─── EXCERPTED TEXT ───

Personal responsibility is the willingness to both accept the importance of standards that society establishes for individual behavior and to make strenuous personal efforts to live by those standards. But personal responsibility also means that when individuals fail to meet expected standards, they do not look around for some factor outside themselves to blame. The demise of personal responsibility occurs when individuals blame their family, their peers, their economic circumstances, or their society for their own failure to meet standards. The three areas of personal decisionmaking in which the nation’s youth and young adults most need to learn and practice personal responsibility are education, sexual behavior and marriage, and work.

─── GIVEN DATA ───

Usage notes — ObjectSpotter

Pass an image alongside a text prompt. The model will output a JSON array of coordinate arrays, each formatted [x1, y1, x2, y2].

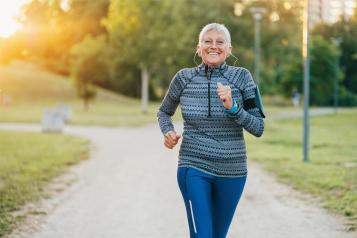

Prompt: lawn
[[0, 131, 89, 237], [247, 109, 357, 229], [0, 62, 177, 126]]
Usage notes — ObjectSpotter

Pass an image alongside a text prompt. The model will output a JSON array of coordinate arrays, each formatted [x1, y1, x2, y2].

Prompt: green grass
[[0, 131, 89, 237], [0, 62, 170, 126], [247, 109, 357, 229]]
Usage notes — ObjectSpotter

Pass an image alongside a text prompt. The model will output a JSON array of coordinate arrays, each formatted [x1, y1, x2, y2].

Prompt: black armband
[[243, 87, 265, 118]]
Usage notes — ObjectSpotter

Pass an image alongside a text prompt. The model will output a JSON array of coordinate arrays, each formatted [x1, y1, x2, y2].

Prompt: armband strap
[[243, 87, 265, 118]]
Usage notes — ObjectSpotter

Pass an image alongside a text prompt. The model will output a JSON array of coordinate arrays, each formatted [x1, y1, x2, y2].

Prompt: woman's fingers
[[164, 132, 181, 149]]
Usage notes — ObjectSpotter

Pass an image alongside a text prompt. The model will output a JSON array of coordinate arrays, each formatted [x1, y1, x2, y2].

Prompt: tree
[[71, 35, 110, 110], [282, 36, 342, 106]]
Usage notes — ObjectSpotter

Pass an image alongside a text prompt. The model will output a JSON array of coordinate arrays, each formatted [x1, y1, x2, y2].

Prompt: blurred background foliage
[[0, 0, 357, 106]]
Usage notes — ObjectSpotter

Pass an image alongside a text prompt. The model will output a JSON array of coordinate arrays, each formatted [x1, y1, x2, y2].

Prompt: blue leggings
[[177, 167, 246, 238]]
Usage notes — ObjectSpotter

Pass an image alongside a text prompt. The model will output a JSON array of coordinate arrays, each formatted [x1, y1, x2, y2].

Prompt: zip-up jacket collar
[[196, 62, 228, 76]]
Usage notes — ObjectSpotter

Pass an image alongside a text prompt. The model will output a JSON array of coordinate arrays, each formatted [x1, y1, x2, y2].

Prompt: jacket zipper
[[206, 69, 212, 117]]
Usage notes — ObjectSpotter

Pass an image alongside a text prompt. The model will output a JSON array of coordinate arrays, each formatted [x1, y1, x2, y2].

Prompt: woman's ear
[[196, 45, 201, 57]]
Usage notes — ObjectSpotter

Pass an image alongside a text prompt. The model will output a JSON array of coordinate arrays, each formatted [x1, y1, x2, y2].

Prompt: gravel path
[[0, 109, 357, 238]]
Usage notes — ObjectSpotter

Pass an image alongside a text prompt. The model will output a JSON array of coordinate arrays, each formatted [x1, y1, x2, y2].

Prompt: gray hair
[[198, 23, 232, 46]]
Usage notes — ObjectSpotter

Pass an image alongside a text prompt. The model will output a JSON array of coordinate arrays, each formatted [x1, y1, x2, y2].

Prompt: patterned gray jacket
[[157, 63, 265, 177]]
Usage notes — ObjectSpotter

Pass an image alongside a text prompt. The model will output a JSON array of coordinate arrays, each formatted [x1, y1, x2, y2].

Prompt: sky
[[0, 0, 29, 38]]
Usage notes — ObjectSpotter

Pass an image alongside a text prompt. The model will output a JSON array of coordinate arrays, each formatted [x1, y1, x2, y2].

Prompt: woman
[[158, 23, 264, 238]]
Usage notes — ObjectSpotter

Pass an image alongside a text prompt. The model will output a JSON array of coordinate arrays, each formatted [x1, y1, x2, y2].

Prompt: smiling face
[[197, 30, 232, 66]]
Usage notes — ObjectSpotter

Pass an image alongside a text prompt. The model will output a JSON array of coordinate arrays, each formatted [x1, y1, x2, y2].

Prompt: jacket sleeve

───

:: GOAL OF THE EXERCISE ::
According to the passage on personal responsibility, what are the three areas of personal decisionmaking in which the nation's youth and young adults most need to learn and practice personal responsibility?

:: TASK RESULT ::
Education, sexual behavior and marriage, and work.